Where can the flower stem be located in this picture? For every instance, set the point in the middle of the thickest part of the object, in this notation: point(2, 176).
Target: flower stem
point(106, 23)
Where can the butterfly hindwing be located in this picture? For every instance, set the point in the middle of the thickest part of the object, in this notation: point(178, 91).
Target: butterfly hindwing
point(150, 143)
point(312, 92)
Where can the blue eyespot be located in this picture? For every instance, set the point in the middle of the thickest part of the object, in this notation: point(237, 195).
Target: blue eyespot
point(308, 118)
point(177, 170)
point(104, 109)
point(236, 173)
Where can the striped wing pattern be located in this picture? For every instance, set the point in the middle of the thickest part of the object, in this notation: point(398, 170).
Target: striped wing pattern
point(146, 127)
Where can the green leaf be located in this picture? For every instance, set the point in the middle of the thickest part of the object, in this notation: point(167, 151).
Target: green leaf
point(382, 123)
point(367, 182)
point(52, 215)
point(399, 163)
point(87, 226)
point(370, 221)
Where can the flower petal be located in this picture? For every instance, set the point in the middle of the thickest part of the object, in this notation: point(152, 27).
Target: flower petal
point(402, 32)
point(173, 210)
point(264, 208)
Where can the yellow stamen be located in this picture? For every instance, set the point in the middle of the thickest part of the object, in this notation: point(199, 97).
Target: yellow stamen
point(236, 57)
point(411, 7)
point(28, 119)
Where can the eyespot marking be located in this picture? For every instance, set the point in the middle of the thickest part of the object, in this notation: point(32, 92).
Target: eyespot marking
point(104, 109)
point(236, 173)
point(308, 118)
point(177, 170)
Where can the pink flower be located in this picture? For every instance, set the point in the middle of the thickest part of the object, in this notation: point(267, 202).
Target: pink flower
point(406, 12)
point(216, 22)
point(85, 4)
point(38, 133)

****************

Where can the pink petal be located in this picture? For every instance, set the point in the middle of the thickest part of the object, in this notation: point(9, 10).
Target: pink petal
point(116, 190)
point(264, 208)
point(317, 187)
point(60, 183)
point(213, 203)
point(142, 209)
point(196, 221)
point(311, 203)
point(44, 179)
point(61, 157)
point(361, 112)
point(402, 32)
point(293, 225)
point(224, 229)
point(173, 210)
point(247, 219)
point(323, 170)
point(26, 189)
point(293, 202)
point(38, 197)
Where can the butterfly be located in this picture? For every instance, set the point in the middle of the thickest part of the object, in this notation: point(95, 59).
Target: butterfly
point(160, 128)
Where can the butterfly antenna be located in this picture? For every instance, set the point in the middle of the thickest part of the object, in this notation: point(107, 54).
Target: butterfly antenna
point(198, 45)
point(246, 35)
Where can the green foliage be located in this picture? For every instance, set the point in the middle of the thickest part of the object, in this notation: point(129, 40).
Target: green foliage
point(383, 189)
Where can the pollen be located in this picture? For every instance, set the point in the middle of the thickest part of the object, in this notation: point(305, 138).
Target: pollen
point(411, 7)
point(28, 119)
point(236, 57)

****************

→ **GOAL**: Repeat everything in the material from the line containing "Where can the pink flower" down to the line containing "point(38, 133)", both lines included, word for word.

→ **WRITTEN RESPONSE**:
Where can the pink flower be located in this picture? For every instance, set the point in the middle of the thickest part of the object, in this notation: point(267, 202).
Target: pink flower
point(406, 12)
point(216, 22)
point(85, 4)
point(38, 133)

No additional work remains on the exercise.